Box annotations for photos:
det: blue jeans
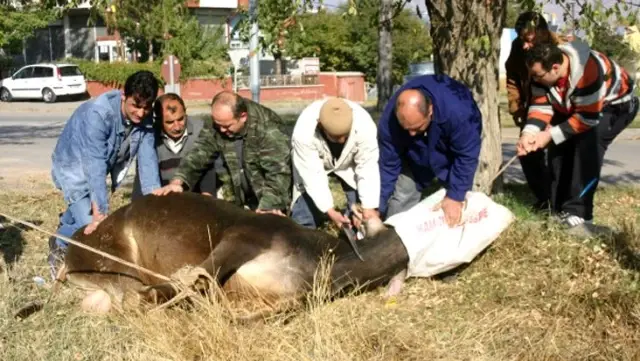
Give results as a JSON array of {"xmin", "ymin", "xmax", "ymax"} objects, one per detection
[
  {"xmin": 291, "ymin": 178, "xmax": 359, "ymax": 229},
  {"xmin": 56, "ymin": 195, "xmax": 92, "ymax": 250}
]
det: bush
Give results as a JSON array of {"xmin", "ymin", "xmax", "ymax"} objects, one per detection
[{"xmin": 65, "ymin": 59, "xmax": 164, "ymax": 88}]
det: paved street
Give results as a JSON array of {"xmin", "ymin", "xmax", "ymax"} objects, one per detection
[{"xmin": 0, "ymin": 113, "xmax": 640, "ymax": 190}]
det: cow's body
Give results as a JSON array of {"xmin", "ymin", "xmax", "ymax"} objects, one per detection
[{"xmin": 65, "ymin": 193, "xmax": 408, "ymax": 312}]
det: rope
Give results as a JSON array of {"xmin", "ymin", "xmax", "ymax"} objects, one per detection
[{"xmin": 0, "ymin": 212, "xmax": 172, "ymax": 282}]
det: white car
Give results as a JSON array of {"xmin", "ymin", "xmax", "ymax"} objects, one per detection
[{"xmin": 0, "ymin": 64, "xmax": 87, "ymax": 103}]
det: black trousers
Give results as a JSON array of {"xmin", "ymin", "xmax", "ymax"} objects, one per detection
[
  {"xmin": 518, "ymin": 149, "xmax": 551, "ymax": 205},
  {"xmin": 548, "ymin": 97, "xmax": 638, "ymax": 220}
]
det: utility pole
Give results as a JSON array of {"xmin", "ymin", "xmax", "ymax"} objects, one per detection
[{"xmin": 249, "ymin": 0, "xmax": 260, "ymax": 103}]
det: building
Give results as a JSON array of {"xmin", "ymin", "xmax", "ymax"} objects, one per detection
[{"xmin": 12, "ymin": 0, "xmax": 249, "ymax": 66}]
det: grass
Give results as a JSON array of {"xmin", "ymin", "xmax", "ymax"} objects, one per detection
[{"xmin": 0, "ymin": 178, "xmax": 640, "ymax": 361}]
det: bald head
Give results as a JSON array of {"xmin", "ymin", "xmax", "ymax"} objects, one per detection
[
  {"xmin": 396, "ymin": 89, "xmax": 433, "ymax": 137},
  {"xmin": 211, "ymin": 91, "xmax": 248, "ymax": 137}
]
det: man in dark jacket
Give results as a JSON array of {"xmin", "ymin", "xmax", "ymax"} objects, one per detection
[
  {"xmin": 378, "ymin": 75, "xmax": 482, "ymax": 226},
  {"xmin": 131, "ymin": 93, "xmax": 223, "ymax": 200},
  {"xmin": 154, "ymin": 91, "xmax": 292, "ymax": 215}
]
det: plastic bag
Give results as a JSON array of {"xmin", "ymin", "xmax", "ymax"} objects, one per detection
[{"xmin": 385, "ymin": 189, "xmax": 515, "ymax": 278}]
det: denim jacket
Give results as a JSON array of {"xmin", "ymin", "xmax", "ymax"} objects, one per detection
[{"xmin": 51, "ymin": 90, "xmax": 160, "ymax": 215}]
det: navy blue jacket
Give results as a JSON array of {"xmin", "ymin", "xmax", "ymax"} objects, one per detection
[{"xmin": 378, "ymin": 75, "xmax": 482, "ymax": 214}]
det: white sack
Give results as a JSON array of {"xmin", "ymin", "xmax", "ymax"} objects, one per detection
[{"xmin": 385, "ymin": 189, "xmax": 515, "ymax": 278}]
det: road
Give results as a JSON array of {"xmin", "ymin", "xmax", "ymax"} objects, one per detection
[{"xmin": 0, "ymin": 113, "xmax": 640, "ymax": 190}]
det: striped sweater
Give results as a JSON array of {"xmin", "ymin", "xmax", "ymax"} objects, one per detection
[{"xmin": 522, "ymin": 41, "xmax": 633, "ymax": 144}]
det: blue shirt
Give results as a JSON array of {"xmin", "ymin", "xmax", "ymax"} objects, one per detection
[
  {"xmin": 51, "ymin": 90, "xmax": 160, "ymax": 214},
  {"xmin": 378, "ymin": 75, "xmax": 482, "ymax": 214}
]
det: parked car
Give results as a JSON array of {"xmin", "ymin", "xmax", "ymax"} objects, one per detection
[
  {"xmin": 0, "ymin": 64, "xmax": 87, "ymax": 103},
  {"xmin": 404, "ymin": 61, "xmax": 436, "ymax": 83}
]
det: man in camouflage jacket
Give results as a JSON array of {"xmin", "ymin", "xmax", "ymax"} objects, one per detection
[{"xmin": 154, "ymin": 91, "xmax": 292, "ymax": 215}]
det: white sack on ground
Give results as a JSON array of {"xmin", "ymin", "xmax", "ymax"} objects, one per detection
[{"xmin": 385, "ymin": 189, "xmax": 515, "ymax": 278}]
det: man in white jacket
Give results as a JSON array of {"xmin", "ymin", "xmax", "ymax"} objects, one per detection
[{"xmin": 291, "ymin": 98, "xmax": 380, "ymax": 228}]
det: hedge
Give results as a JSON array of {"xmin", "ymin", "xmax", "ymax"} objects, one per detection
[
  {"xmin": 65, "ymin": 58, "xmax": 228, "ymax": 88},
  {"xmin": 65, "ymin": 59, "xmax": 164, "ymax": 88}
]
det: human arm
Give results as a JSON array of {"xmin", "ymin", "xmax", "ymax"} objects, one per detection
[
  {"xmin": 378, "ymin": 109, "xmax": 405, "ymax": 214},
  {"xmin": 170, "ymin": 126, "xmax": 219, "ymax": 190},
  {"xmin": 137, "ymin": 129, "xmax": 161, "ymax": 195},
  {"xmin": 354, "ymin": 110, "xmax": 381, "ymax": 211},
  {"xmin": 257, "ymin": 119, "xmax": 292, "ymax": 211},
  {"xmin": 504, "ymin": 39, "xmax": 526, "ymax": 117},
  {"xmin": 80, "ymin": 110, "xmax": 110, "ymax": 220}
]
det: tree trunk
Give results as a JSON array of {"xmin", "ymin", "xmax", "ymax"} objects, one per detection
[
  {"xmin": 147, "ymin": 39, "xmax": 153, "ymax": 63},
  {"xmin": 273, "ymin": 52, "xmax": 282, "ymax": 75},
  {"xmin": 376, "ymin": 0, "xmax": 393, "ymax": 112},
  {"xmin": 425, "ymin": 0, "xmax": 507, "ymax": 192}
]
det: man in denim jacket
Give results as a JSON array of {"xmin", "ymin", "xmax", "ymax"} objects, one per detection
[{"xmin": 49, "ymin": 71, "xmax": 160, "ymax": 277}]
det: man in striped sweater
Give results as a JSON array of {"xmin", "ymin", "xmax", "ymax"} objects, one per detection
[
  {"xmin": 517, "ymin": 41, "xmax": 638, "ymax": 237},
  {"xmin": 131, "ymin": 93, "xmax": 223, "ymax": 200}
]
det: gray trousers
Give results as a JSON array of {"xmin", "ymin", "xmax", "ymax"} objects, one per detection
[{"xmin": 386, "ymin": 163, "xmax": 422, "ymax": 218}]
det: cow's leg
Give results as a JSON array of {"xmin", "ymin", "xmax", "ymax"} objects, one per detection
[
  {"xmin": 140, "ymin": 235, "xmax": 265, "ymax": 304},
  {"xmin": 386, "ymin": 269, "xmax": 407, "ymax": 298}
]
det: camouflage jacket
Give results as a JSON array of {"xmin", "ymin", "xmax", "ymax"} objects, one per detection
[{"xmin": 174, "ymin": 99, "xmax": 292, "ymax": 210}]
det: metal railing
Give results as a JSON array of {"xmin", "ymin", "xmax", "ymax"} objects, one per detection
[{"xmin": 237, "ymin": 74, "xmax": 320, "ymax": 88}]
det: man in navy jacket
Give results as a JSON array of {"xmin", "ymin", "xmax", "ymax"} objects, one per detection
[{"xmin": 378, "ymin": 75, "xmax": 482, "ymax": 226}]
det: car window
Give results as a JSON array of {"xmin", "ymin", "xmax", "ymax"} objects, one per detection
[
  {"xmin": 33, "ymin": 66, "xmax": 53, "ymax": 78},
  {"xmin": 13, "ymin": 67, "xmax": 33, "ymax": 79},
  {"xmin": 58, "ymin": 66, "xmax": 82, "ymax": 77}
]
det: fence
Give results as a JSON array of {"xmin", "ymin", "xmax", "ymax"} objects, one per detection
[{"xmin": 237, "ymin": 74, "xmax": 320, "ymax": 89}]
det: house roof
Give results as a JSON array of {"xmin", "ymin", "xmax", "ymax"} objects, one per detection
[{"xmin": 187, "ymin": 0, "xmax": 249, "ymax": 9}]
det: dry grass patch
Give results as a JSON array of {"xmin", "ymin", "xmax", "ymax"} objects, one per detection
[{"xmin": 0, "ymin": 181, "xmax": 640, "ymax": 361}]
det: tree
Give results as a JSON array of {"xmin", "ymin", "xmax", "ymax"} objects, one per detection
[
  {"xmin": 418, "ymin": 0, "xmax": 507, "ymax": 189},
  {"xmin": 286, "ymin": 0, "xmax": 432, "ymax": 84},
  {"xmin": 0, "ymin": 0, "xmax": 58, "ymax": 50},
  {"xmin": 238, "ymin": 0, "xmax": 322, "ymax": 75},
  {"xmin": 376, "ymin": 0, "xmax": 394, "ymax": 112}
]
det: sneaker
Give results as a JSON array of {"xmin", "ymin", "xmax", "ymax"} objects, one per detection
[
  {"xmin": 556, "ymin": 212, "xmax": 614, "ymax": 239},
  {"xmin": 47, "ymin": 236, "xmax": 67, "ymax": 281}
]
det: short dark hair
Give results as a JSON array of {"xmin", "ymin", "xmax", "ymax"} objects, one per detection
[
  {"xmin": 526, "ymin": 43, "xmax": 562, "ymax": 71},
  {"xmin": 396, "ymin": 89, "xmax": 431, "ymax": 117},
  {"xmin": 153, "ymin": 93, "xmax": 187, "ymax": 120},
  {"xmin": 211, "ymin": 91, "xmax": 247, "ymax": 119},
  {"xmin": 124, "ymin": 70, "xmax": 158, "ymax": 104},
  {"xmin": 515, "ymin": 11, "xmax": 549, "ymax": 36}
]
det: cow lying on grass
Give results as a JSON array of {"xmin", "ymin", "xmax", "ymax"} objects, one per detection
[
  {"xmin": 53, "ymin": 188, "xmax": 513, "ymax": 318},
  {"xmin": 63, "ymin": 193, "xmax": 408, "ymax": 311}
]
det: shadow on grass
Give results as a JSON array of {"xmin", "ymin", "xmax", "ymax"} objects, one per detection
[
  {"xmin": 0, "ymin": 217, "xmax": 42, "ymax": 270},
  {"xmin": 603, "ymin": 222, "xmax": 640, "ymax": 272}
]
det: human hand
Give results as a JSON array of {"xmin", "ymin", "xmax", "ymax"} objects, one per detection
[
  {"xmin": 513, "ymin": 108, "xmax": 527, "ymax": 127},
  {"xmin": 533, "ymin": 130, "xmax": 551, "ymax": 151},
  {"xmin": 516, "ymin": 133, "xmax": 535, "ymax": 157},
  {"xmin": 352, "ymin": 208, "xmax": 380, "ymax": 229},
  {"xmin": 84, "ymin": 202, "xmax": 106, "ymax": 235},
  {"xmin": 327, "ymin": 208, "xmax": 351, "ymax": 228},
  {"xmin": 151, "ymin": 179, "xmax": 182, "ymax": 196},
  {"xmin": 433, "ymin": 197, "xmax": 464, "ymax": 227},
  {"xmin": 256, "ymin": 209, "xmax": 285, "ymax": 217}
]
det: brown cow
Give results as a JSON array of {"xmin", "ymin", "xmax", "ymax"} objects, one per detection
[{"xmin": 60, "ymin": 192, "xmax": 409, "ymax": 311}]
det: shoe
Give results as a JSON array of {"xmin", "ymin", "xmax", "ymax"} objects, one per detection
[
  {"xmin": 552, "ymin": 212, "xmax": 615, "ymax": 239},
  {"xmin": 532, "ymin": 201, "xmax": 550, "ymax": 212},
  {"xmin": 47, "ymin": 236, "xmax": 67, "ymax": 281}
]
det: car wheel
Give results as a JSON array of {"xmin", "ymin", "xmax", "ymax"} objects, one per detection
[
  {"xmin": 42, "ymin": 88, "xmax": 56, "ymax": 103},
  {"xmin": 0, "ymin": 88, "xmax": 12, "ymax": 103}
]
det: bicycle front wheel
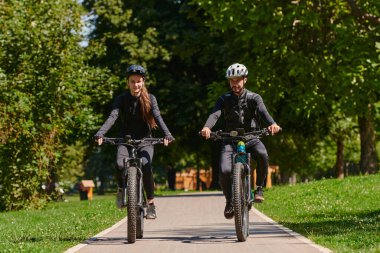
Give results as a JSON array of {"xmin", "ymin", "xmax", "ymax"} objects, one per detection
[
  {"xmin": 232, "ymin": 163, "xmax": 249, "ymax": 242},
  {"xmin": 127, "ymin": 167, "xmax": 137, "ymax": 243}
]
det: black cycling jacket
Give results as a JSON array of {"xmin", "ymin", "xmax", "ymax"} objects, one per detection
[
  {"xmin": 204, "ymin": 89, "xmax": 275, "ymax": 131},
  {"xmin": 96, "ymin": 92, "xmax": 172, "ymax": 139}
]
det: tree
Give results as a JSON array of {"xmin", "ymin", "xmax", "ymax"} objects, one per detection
[
  {"xmin": 0, "ymin": 0, "xmax": 113, "ymax": 210},
  {"xmin": 193, "ymin": 1, "xmax": 380, "ymax": 177}
]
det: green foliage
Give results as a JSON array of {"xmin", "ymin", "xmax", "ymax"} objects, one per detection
[
  {"xmin": 255, "ymin": 174, "xmax": 380, "ymax": 252},
  {"xmin": 0, "ymin": 1, "xmax": 113, "ymax": 210}
]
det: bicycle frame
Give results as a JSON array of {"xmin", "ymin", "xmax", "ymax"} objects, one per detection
[
  {"xmin": 103, "ymin": 136, "xmax": 163, "ymax": 243},
  {"xmin": 202, "ymin": 129, "xmax": 269, "ymax": 242},
  {"xmin": 232, "ymin": 150, "xmax": 253, "ymax": 208},
  {"xmin": 122, "ymin": 146, "xmax": 147, "ymax": 214}
]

= DIRECTIONS FOR THIS TASK =
How many lines in the listing above contain the string "wheel", with case counting? Reply with the number only.

= THE RESPONSE =
2